Exercise brief
Copy every item below line for line, without changing a single character.

[Region annotation entries]

/---

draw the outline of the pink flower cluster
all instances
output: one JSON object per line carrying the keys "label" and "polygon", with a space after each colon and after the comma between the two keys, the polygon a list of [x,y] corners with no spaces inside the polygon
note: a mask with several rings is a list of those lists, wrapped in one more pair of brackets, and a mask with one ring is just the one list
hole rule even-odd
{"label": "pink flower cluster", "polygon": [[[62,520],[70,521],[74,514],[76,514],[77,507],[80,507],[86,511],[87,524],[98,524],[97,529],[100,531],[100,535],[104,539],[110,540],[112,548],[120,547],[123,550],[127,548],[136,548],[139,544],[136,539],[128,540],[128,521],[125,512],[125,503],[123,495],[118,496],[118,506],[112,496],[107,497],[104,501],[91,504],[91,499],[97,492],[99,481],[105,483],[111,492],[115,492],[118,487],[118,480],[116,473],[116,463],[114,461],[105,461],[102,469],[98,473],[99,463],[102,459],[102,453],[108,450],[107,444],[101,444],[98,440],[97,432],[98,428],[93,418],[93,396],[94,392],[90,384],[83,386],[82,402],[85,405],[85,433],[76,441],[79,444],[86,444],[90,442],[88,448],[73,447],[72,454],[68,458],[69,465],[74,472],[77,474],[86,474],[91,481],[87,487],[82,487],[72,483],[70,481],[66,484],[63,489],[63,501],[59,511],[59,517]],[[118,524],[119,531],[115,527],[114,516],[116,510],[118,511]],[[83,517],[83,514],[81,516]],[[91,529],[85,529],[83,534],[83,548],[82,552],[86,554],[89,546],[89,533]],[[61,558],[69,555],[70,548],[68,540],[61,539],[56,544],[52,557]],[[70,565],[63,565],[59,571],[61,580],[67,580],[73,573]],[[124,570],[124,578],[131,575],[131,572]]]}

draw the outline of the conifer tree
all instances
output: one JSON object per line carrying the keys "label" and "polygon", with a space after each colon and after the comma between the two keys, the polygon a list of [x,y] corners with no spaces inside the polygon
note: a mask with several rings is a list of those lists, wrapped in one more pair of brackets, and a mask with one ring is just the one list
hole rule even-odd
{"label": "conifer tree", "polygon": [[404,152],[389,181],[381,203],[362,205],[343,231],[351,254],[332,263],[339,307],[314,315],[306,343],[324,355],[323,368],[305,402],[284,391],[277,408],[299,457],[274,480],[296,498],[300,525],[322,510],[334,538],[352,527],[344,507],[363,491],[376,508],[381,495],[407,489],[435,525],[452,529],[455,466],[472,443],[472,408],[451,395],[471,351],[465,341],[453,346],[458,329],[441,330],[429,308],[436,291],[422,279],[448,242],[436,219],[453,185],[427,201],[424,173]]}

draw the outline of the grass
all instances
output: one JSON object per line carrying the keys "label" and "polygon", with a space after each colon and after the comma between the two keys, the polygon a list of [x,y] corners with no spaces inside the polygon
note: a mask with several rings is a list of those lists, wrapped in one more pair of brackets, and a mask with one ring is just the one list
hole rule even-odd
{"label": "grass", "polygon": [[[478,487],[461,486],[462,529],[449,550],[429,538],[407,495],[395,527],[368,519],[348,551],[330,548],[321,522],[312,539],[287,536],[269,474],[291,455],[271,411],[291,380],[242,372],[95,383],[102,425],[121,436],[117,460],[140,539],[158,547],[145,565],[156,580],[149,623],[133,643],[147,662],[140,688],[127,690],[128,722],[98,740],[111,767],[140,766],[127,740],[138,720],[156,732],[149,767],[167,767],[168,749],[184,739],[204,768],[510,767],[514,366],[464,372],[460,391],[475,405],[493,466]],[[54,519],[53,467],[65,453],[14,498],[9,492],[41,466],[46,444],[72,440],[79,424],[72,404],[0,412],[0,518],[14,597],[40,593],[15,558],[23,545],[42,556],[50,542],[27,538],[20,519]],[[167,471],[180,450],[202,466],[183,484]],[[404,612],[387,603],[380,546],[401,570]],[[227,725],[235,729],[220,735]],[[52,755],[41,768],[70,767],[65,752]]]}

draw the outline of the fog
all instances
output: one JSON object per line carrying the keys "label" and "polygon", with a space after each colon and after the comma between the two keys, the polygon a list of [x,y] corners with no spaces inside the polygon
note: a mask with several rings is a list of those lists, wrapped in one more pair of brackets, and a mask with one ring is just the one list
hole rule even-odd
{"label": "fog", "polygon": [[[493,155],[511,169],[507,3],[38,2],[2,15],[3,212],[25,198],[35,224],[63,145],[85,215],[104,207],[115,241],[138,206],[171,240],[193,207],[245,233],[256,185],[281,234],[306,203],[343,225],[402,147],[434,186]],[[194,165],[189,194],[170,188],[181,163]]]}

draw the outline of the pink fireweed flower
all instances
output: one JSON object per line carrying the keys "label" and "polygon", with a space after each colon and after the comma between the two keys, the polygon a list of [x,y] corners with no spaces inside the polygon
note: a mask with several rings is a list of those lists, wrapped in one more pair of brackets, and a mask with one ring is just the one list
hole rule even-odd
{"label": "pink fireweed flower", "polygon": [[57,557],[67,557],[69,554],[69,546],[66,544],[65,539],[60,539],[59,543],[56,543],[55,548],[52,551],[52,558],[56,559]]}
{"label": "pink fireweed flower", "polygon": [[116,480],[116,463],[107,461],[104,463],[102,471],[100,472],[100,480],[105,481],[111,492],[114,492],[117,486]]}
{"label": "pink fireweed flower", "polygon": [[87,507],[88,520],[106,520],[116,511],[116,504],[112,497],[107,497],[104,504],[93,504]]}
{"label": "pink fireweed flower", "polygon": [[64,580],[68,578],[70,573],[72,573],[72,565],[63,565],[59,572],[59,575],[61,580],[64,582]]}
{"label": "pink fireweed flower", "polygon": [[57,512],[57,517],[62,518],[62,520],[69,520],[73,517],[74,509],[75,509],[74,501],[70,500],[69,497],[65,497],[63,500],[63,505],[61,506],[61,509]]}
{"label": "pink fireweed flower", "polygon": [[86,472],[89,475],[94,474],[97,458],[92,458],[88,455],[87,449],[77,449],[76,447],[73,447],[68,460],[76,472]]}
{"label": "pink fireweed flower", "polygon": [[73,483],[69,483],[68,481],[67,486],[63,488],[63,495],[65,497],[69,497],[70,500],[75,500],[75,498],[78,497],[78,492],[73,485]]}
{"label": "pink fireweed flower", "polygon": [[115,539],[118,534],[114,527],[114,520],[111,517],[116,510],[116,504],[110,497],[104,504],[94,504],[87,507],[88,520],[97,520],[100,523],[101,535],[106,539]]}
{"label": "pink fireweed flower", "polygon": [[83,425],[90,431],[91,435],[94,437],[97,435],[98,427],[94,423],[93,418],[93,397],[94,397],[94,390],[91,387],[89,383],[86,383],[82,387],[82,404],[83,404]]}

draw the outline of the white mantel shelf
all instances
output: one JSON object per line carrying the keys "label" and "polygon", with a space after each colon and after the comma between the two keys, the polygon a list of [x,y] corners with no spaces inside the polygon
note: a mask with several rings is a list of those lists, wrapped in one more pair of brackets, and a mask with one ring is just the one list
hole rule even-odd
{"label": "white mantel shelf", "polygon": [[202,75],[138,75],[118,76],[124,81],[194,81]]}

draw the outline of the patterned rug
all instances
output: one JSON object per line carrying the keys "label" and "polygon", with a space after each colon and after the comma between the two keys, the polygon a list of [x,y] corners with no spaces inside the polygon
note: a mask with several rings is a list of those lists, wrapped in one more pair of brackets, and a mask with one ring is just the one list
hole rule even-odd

\---

Task answer
draw the outline of the pink flower cluster
all instances
output: one JSON object per line carrying the keys "label" and "polygon", with a space after each colon and after the comma between the two keys, the polygon a list of [x,y] corners with no spaces inside the polygon
note: a mask with several rings is a list of those lists, wrapped in one more pair of brackets, and a mask with one ring is just the one list
hole rule even-odd
{"label": "pink flower cluster", "polygon": [[[62,520],[70,521],[74,514],[76,514],[77,507],[80,507],[86,511],[87,524],[98,524],[97,529],[100,531],[100,535],[104,539],[110,540],[112,548],[120,547],[123,550],[127,548],[136,548],[139,544],[136,539],[128,540],[128,521],[125,512],[125,503],[123,495],[118,496],[118,506],[112,496],[107,497],[104,501],[91,504],[91,499],[97,492],[99,481],[105,483],[111,492],[115,492],[118,487],[118,480],[116,473],[116,463],[114,461],[105,461],[102,469],[98,473],[99,463],[102,459],[102,453],[108,450],[107,444],[101,444],[98,440],[97,432],[98,428],[93,418],[93,396],[94,392],[90,384],[83,386],[82,402],[85,405],[85,433],[76,441],[79,444],[86,444],[90,442],[88,448],[73,447],[72,454],[68,458],[69,465],[74,472],[77,474],[86,474],[91,481],[87,487],[82,487],[72,483],[70,481],[66,484],[63,489],[63,501],[59,511],[59,517]],[[118,524],[119,531],[115,527],[114,516],[116,510],[118,511]],[[83,517],[83,514],[81,516]],[[91,529],[85,529],[83,534],[83,548],[82,552],[86,554],[89,546],[89,533]],[[61,558],[69,555],[70,548],[68,540],[61,539],[56,544],[52,557]],[[70,565],[63,565],[59,571],[61,580],[67,580],[73,573]],[[124,570],[124,578],[131,575],[131,572]]]}

draw the outline of the conifer tree
all instances
output: one JSON object per line carrying the keys "label" and "polygon", with a space after each colon and after the comma between the two keys, the polygon a list of [x,y] corners with no spaces inside the polygon
note: a mask with several rings is a list of those lists, wrapped in one more pair of brackets, and a mask with one ring is just the one list
hole rule even-odd
{"label": "conifer tree", "polygon": [[404,152],[389,181],[381,203],[362,205],[343,231],[351,254],[332,263],[339,307],[314,315],[306,343],[324,355],[323,368],[305,402],[284,391],[277,408],[299,457],[274,480],[296,498],[300,525],[322,510],[334,538],[352,527],[344,507],[363,491],[376,508],[381,495],[407,489],[435,525],[452,529],[455,466],[472,443],[472,408],[451,395],[471,351],[465,341],[453,346],[458,329],[441,330],[429,308],[436,291],[422,279],[448,242],[436,219],[453,185],[427,201],[424,173]]}

draw the outline of the grass
all instances
output: one JSON object per line carrying the keys "label" and "polygon", with a space after each colon and after the comma between the two keys, the polygon a list of [x,y] corners with no spaces inside the polygon
note: a mask with several rings is a list of those lists, wrapped in one more pair of brackets, and a mask with one ring is just the one list
hole rule even-odd
{"label": "grass", "polygon": [[[478,487],[461,486],[462,529],[449,550],[429,538],[407,495],[395,527],[368,519],[348,551],[330,548],[321,522],[312,539],[287,536],[269,474],[291,455],[271,411],[291,380],[242,372],[95,383],[102,425],[121,436],[117,460],[140,539],[158,547],[145,565],[156,580],[149,623],[133,643],[147,662],[140,688],[127,690],[128,722],[98,740],[111,767],[140,766],[127,740],[138,720],[156,732],[149,767],[167,767],[168,749],[184,739],[204,768],[510,767],[514,366],[464,372],[460,391],[475,405],[493,466]],[[54,519],[53,467],[65,453],[14,498],[9,492],[41,466],[46,444],[72,440],[79,424],[72,404],[0,412],[0,518],[14,597],[40,593],[15,558],[23,545],[42,556],[50,542],[27,538],[20,519]],[[167,471],[180,450],[202,466],[183,484]],[[404,612],[387,603],[380,546],[401,570]],[[227,725],[235,729],[220,735]],[[52,755],[41,768],[70,767],[65,752]]]}

draw the outline of the fog
all instances
output: one JSON object per line carrying the keys "label" and "polygon", with a space after each colon and after the comma between the two keys, the polygon a list of [x,y] corners with no spaces inside the polygon
note: a mask with several rings is a list of those lists, wrapped in one more pair of brackets, and a mask with one ring is just the one list
hole rule even-odd
{"label": "fog", "polygon": [[[493,155],[511,169],[507,3],[38,2],[2,15],[3,212],[25,198],[35,224],[63,145],[85,215],[104,207],[115,241],[138,206],[171,240],[193,207],[245,233],[256,185],[281,234],[306,203],[343,225],[402,147],[434,186]],[[194,165],[189,194],[170,188],[181,163]]]}

draw the outline of the pink fireweed flower
all instances
output: one JSON object per line carrying the keys "label" and "polygon", with a space after each colon and after the comma between the two keys, the polygon a list of [x,y] corners with no spaces inside the polygon
note: a mask with several rings is a list of those lists, wrapped in one more pair of brackets, and a mask with one ring is just the one list
hole rule even-odd
{"label": "pink fireweed flower", "polygon": [[57,557],[67,557],[69,554],[69,546],[66,544],[65,539],[60,539],[59,543],[56,543],[55,548],[52,551],[52,558],[56,559]]}
{"label": "pink fireweed flower", "polygon": [[116,480],[116,463],[107,461],[104,463],[102,471],[100,472],[100,480],[105,481],[111,492],[114,492],[117,486]]}
{"label": "pink fireweed flower", "polygon": [[87,507],[88,520],[106,520],[116,511],[116,504],[112,497],[107,497],[104,504],[93,504]]}
{"label": "pink fireweed flower", "polygon": [[64,580],[68,578],[70,573],[72,573],[72,565],[63,565],[59,572],[59,575],[61,580],[64,582]]}
{"label": "pink fireweed flower", "polygon": [[57,512],[57,517],[62,518],[62,520],[69,520],[73,517],[74,509],[75,509],[74,501],[70,500],[69,497],[65,497],[63,500],[63,505],[61,506],[61,509]]}
{"label": "pink fireweed flower", "polygon": [[86,472],[89,475],[94,474],[97,458],[92,458],[88,455],[87,449],[77,449],[76,447],[73,447],[68,460],[76,472]]}
{"label": "pink fireweed flower", "polygon": [[73,483],[69,483],[68,481],[67,486],[63,488],[63,495],[65,497],[69,497],[70,500],[75,500],[75,498],[78,497],[78,492],[73,485]]}
{"label": "pink fireweed flower", "polygon": [[115,539],[118,534],[114,527],[114,520],[111,517],[116,510],[116,504],[110,497],[104,504],[94,504],[87,507],[88,520],[97,520],[100,523],[101,535],[106,539]]}
{"label": "pink fireweed flower", "polygon": [[83,425],[90,431],[91,435],[94,437],[97,435],[98,427],[94,423],[93,418],[93,397],[94,397],[94,390],[91,387],[89,383],[86,383],[82,387],[82,404],[83,404]]}

draw the outline of the white mantel shelf
all instances
output: one JSON object per line carrying the keys "label" and "polygon", with a space after each colon and after the comma between the two keys, the polygon a list of [x,y] corners with no spaces inside the polygon
note: a mask with several rings is a list of those lists, wrapped in one more pair of brackets, and a mask with one ring is just the one list
hole rule even-odd
{"label": "white mantel shelf", "polygon": [[202,75],[138,75],[118,76],[124,81],[194,81]]}

draw the outline of the patterned rug
all instances
output: one JSON object per line carrying the keys "label" and "polygon", with a space after each colon and after the comma between the two keys, the polygon a list of [x,y] corners with no spaces inside the polygon
note: a mask with several rings is a list of those lists, wrapped in one more pair of brackets, and a mask with one ring is just the one list
hole rule even-odd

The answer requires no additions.